(What you should do) Return every line below that contains the word "green".

===============

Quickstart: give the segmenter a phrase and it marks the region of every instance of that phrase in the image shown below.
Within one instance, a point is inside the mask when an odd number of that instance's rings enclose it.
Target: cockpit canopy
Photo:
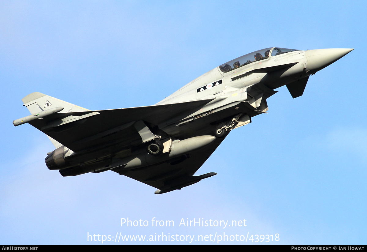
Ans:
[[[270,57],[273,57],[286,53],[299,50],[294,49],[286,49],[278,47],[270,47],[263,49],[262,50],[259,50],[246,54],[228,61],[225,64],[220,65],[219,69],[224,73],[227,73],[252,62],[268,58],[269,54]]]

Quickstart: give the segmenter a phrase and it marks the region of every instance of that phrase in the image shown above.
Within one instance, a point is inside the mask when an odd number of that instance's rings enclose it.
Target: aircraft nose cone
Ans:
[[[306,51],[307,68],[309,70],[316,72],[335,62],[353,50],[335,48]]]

===============

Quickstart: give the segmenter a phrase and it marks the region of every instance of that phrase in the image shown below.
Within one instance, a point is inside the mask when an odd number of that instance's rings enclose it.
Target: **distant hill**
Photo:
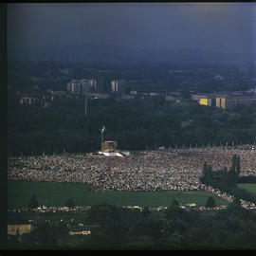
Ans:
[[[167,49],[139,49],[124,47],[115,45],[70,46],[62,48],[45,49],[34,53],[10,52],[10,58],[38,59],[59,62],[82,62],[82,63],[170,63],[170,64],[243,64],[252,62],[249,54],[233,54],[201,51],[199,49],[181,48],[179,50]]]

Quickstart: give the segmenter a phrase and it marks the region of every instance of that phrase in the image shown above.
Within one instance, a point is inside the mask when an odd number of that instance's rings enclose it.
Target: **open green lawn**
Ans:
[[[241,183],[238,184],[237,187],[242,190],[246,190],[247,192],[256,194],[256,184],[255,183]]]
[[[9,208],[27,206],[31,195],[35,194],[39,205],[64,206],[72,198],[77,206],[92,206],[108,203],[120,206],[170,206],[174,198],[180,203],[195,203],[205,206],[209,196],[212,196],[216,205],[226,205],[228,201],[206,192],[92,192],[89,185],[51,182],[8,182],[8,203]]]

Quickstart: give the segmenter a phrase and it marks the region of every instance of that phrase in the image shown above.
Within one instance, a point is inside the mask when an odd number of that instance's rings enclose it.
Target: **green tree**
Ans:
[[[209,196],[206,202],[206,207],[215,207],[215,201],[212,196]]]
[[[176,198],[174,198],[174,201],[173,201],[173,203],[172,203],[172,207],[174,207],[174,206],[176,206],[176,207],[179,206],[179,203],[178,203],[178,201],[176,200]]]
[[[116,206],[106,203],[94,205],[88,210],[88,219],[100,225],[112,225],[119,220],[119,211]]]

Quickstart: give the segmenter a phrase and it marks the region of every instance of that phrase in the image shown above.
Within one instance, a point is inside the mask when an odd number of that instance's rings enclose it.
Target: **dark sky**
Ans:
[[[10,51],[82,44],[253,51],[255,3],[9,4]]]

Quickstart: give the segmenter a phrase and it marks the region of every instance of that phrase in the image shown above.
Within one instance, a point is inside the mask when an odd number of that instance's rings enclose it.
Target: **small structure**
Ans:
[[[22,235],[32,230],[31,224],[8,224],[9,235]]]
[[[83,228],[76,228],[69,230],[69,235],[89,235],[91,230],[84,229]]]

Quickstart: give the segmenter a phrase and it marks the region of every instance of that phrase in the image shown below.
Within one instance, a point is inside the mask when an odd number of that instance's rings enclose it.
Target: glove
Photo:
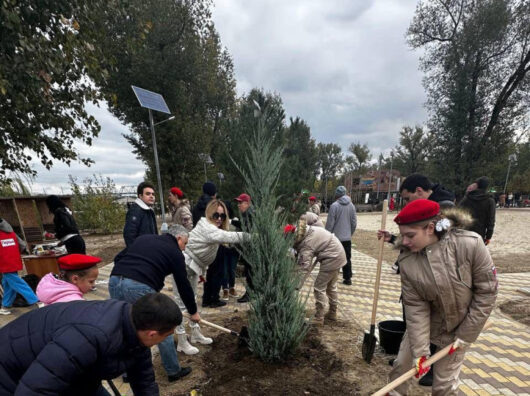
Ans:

===============

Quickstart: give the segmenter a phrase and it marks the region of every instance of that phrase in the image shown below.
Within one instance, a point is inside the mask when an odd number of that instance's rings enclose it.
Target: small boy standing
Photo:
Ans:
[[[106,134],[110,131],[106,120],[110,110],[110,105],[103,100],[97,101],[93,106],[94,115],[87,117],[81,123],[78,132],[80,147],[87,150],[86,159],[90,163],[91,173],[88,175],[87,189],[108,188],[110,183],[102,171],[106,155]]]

===============

(Written answer)
Target: **open green lawn**
Target: **green tree**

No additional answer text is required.